AUFGABE:
Knüpfe bitte an das Interview über Brasiliens Entwicklung an und schreibe es nach seinem letzten Satz weiter.

TEXTAUSZUG:
○ ○ ○ ○

Viktor Sukup | | Artikel drucken
Lesedauer: 9 Minuten

Könnten Sie zunächst einmal versuchen, in wenigen Sätzen die Entwicklung Brasiliens in den letzten Jahrzehnten zu skizzieren, insbesondere auch in puncto Folgen dieser Entwicklung für die Umwelt?

Grundlegend sind wir von einem auf der Agrarproduktion aufgebauten Modell, in dem einem Bewohner der Städte drei der ländlichen Gebiete gegenüberstanden, zu einem auf der Industrieproduktion basierenden Modell übergegangen, bei dem sich diese Relation genau umgekehrt hat. Heute leben rund drei Viertel der Bevölkerung in den Städten, womit eine weitgehende „Favelisierung“ der früheren Landbevölkerung stattgefunden hat. Das bedeutet, daß diese ehemalige Landbevölkerung heute vielfach in den Elendsvierteln am Rande der großen Städte lebt.

Alles das hängt eng mit den Veränderungen in unseren Agrarstrukturen und -Produktionen zusammen, die sich mehr und mehr auf Getreide und vor allem Soja spezialisiert haben, ein Produkt, in dem Brasilien heute weltweit führend ist. Also auf Ernten, die radikal modernisiert und fast völlig mechanisiert wurden, was selbstverständlich die Arbeitsmöglichkeiten in der Landwirtschaft sehr eingeschränkt und damit die Landflucht beschleunigt hat.

Es ist nun klar, daß diese massive Abwanderung eine Reihe von sehr komplizierten Problemen in den wachsenden Städten mit sich gebracht hat, nicht zuletzt in Bezug auf die Umwelt. Und in der Agrarproduktion hat diese Modernisierung zur Verwendung von steigenden Mengen von Pestiziden, Kunstdünger etc. geführt und damit oft zur Vergiftung von Böden und Gewässern, Erosion usw.

Diese ganze Entwicklung hat also sicher bedeutende Produktionssteigerungen und somit Fortschritte für das Land im Ganzen ermöglicht, aber sie hat auch einen sehr hohen sozialen und ökologischen Preis gefordert. Dabei ist vor allem diese „Favelisierung“ breiter Schichten zu nennen und die zunehmende Konzentration des Nationaleinkommens in sehr wenigen Händen, die auch die Mittelschichten immer mehr in die Zwickmühle nimmt.

○ ○ ○ ○

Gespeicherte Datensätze
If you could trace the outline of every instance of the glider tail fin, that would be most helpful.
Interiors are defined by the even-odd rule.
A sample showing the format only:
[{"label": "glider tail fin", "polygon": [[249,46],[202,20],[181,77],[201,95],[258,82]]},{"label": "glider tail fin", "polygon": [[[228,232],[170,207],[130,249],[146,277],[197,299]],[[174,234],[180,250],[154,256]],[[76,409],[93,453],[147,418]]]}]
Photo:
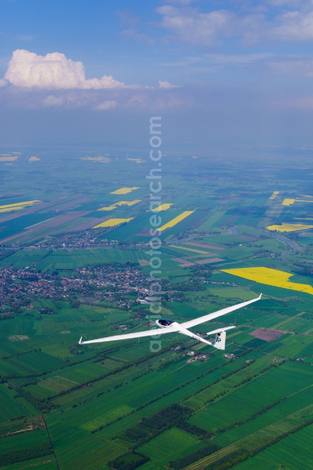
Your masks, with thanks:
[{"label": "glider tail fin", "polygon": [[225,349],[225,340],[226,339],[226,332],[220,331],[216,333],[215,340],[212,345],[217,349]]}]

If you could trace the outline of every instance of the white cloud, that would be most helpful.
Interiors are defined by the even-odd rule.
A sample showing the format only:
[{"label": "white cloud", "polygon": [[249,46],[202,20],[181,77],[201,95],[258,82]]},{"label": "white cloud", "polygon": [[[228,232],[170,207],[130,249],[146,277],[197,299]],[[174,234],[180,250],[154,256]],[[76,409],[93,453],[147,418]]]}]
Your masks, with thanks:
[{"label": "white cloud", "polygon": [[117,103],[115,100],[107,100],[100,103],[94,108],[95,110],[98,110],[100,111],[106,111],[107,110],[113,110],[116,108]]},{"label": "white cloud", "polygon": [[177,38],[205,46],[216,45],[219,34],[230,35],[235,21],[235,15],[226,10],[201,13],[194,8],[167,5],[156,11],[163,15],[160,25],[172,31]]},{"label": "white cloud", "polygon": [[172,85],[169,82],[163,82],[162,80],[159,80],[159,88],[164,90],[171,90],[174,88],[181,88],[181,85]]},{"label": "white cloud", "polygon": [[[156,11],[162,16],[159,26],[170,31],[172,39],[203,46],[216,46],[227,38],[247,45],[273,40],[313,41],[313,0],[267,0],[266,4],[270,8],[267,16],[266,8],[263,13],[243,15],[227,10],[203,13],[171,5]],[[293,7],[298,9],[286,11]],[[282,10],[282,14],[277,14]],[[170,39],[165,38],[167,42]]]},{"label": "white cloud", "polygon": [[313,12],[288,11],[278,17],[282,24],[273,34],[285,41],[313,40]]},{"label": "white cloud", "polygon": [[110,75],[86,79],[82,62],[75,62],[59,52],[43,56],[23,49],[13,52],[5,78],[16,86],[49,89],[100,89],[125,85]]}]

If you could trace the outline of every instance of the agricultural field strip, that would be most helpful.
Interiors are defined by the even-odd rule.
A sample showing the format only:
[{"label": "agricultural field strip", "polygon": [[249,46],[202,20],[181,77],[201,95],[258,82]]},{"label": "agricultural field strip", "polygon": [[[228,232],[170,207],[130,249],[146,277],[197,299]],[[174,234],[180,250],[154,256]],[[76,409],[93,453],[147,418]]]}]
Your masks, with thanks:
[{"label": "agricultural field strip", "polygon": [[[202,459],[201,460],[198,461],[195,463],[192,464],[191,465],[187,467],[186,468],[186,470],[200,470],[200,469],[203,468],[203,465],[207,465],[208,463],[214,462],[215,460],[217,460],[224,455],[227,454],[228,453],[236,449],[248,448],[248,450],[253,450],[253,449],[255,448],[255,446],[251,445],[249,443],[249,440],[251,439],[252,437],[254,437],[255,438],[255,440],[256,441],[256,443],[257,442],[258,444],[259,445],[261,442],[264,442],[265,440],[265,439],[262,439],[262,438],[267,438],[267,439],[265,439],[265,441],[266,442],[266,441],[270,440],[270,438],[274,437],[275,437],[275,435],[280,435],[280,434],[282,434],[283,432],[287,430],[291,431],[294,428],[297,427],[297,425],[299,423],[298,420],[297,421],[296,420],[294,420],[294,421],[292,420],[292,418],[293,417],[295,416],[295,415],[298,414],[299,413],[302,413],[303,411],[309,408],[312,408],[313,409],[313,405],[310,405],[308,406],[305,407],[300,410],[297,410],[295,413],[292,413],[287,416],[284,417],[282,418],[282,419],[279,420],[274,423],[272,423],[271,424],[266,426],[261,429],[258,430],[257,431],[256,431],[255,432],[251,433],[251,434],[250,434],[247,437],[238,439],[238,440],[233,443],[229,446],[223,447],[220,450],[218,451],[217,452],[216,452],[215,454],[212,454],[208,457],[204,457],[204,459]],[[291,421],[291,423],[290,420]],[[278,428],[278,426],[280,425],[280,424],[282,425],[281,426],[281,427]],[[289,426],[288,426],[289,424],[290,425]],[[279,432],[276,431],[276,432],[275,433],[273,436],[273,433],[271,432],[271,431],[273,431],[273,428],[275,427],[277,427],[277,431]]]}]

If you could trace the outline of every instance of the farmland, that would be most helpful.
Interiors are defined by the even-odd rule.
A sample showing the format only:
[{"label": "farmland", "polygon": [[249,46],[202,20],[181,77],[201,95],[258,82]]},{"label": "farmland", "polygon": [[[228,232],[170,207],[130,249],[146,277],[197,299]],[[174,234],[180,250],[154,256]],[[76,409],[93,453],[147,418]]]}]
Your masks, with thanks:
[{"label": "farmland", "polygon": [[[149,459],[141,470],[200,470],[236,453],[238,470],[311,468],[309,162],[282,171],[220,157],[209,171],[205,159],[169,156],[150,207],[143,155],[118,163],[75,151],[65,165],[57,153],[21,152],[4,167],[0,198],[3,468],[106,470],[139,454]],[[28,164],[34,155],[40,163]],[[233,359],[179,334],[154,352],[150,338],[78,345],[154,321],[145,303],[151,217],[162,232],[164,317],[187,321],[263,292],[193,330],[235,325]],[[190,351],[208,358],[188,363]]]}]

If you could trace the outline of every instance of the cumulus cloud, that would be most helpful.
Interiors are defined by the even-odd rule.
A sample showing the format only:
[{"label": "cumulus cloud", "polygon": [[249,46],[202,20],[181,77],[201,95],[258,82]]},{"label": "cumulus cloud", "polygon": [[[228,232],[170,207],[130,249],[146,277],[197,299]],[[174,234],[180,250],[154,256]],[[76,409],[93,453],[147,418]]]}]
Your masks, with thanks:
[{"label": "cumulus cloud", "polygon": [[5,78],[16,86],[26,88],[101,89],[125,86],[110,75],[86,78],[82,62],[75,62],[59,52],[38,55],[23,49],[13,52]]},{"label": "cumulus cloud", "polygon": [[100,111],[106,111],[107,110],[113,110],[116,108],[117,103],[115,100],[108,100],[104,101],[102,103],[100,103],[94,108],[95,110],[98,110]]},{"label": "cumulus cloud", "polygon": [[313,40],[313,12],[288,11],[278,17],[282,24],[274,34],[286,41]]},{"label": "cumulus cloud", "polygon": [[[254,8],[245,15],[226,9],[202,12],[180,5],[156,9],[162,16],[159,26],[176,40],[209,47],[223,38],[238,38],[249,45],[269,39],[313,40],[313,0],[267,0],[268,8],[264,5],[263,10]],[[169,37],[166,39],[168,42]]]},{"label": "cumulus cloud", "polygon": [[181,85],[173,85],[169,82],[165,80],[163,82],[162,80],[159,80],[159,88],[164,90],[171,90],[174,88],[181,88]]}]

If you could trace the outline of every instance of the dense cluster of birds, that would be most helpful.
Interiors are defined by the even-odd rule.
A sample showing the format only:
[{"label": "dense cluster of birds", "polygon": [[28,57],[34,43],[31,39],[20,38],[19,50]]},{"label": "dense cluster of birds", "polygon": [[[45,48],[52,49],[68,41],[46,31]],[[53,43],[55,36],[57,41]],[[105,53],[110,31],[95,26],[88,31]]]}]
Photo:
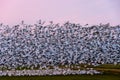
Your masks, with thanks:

○ ○ ○ ○

ERGEBNIS:
Und was ist nun zum eigentlichen Motor der Wirtschaft, der Industrie, zu sagen, deren Produktion seit Mitte des Jahrhunderts auf etwa das 20fache gestiegen ist?

Vor allem seit der Präsidentschaft von Juscelino Kubitschek (1956-61) hat sich die Industrie ja nahezu von einem Tag auf den anderen sehr stürmisch entwickelt. Aber ursprünglich waren doch keine Investitionsgüter- und Grundstoffindustrien da, was uns in einer engen Abhängigkeit von Importen hielt und unsere Außen Verschuldung erhöhte.

Nun haben natürlich diese Investitionsgüterimporte nicht immer unseren realen Bedürfnissen und Gegebenheiten entsprochen, und ebensowenig den Erfordernissen einer sauberen und gesunden Umwelt. Damit entstanden dann sehr schnell enorme Probleme auf diesem Gebiet, also eine stellenweise drastische Verschmutzung von Luft, Wasser und Böden, wie das z.B. in den Städten Cubatao und Volta Redonda besonders sichtbar ist. Beide haben ja weltweit in dieser Beziehung einen traurigen Ruf erlangt …

Ich würde sagen, daß dieses gesamte Industrialisierungs- und Entwicklungsmodell überhaupt dringend überdacht und korrigiert werden müßte, und nicht nur in Brasilien, sondern auch dort, von wo aus es hier importiert wurde.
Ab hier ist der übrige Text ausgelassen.